Goal → Rewrite each of the records, changing every "badlands formation" to "eroded ridge" and leaving all other text as it is.

Rows from a dataset:
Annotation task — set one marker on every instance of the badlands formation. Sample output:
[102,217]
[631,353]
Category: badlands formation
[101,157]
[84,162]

Answer to this task →
Annotation task — set one marker on every instance of the eroded ridge. Sample output:
[102,217]
[631,353]
Category: eroded ridge
[101,157]
[84,162]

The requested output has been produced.